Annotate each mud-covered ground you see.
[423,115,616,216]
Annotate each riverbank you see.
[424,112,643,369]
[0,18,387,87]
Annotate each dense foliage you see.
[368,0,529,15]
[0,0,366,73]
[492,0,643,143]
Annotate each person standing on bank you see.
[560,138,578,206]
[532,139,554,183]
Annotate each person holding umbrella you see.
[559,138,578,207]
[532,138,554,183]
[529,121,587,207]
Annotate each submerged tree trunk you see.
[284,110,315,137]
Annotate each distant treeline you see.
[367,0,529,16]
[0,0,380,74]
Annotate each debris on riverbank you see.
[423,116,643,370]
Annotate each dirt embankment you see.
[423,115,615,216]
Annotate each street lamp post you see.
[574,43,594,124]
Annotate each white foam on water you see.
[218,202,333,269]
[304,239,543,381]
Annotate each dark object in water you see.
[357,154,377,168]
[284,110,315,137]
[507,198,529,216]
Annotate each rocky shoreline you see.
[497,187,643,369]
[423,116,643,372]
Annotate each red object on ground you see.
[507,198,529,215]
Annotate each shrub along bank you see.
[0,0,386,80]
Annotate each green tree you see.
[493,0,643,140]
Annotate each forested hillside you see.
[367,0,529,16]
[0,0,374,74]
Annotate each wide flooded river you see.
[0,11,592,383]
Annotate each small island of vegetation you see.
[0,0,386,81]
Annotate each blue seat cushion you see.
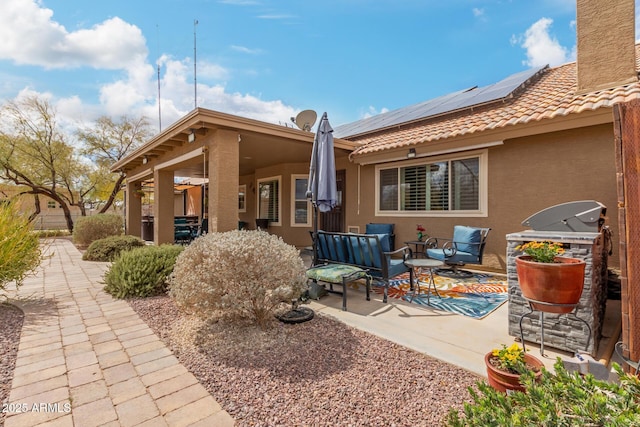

## STATED EXERCISE
Return all of the data above word for word, line by line, and leave the pictures out.

## FINISHED ANSWER
Annotate each mud-covered ground you see.
[423,115,616,216]
Annotate each riverbank you see.
[424,112,643,369]
[0,18,387,87]
Annotate each dense foliage you see.
[368,0,529,15]
[0,0,366,73]
[492,0,643,143]
Annotate each person standing on bank you see.
[560,138,578,206]
[532,139,554,183]
Annotate each person holding umbrella you see.
[559,138,578,207]
[532,138,554,183]
[529,121,587,207]
Annotate each submerged tree trunk you see.
[284,110,315,137]
Annotate each distant treeline you see.
[367,0,529,16]
[0,0,380,74]
Annotate each debris on riverbank you see.
[423,116,643,370]
Annotate each dirt embankment you see.
[423,115,615,216]
Annotate each street lamp post you see.
[574,43,594,124]
Annotate each white foam on water you see.
[218,202,333,269]
[304,239,543,381]
Annotate each dark object in water you see.
[357,154,377,168]
[284,110,315,137]
[507,198,529,216]
Annotate each rocky shoreline you see.
[497,187,643,369]
[423,116,643,372]
Annotate each red object on ground you see.
[507,198,529,215]
Annotate each shrub along bank you see.
[0,0,386,80]
Annotate each green tree you see.
[493,0,643,140]
Annotate each forested hillside you see.
[367,0,529,16]
[0,0,374,74]
Annotate each wide flooded river you see.
[0,11,592,383]
Annotate each small island of vegetation you see.
[0,0,386,81]
Annotate each blue seat cushion you see.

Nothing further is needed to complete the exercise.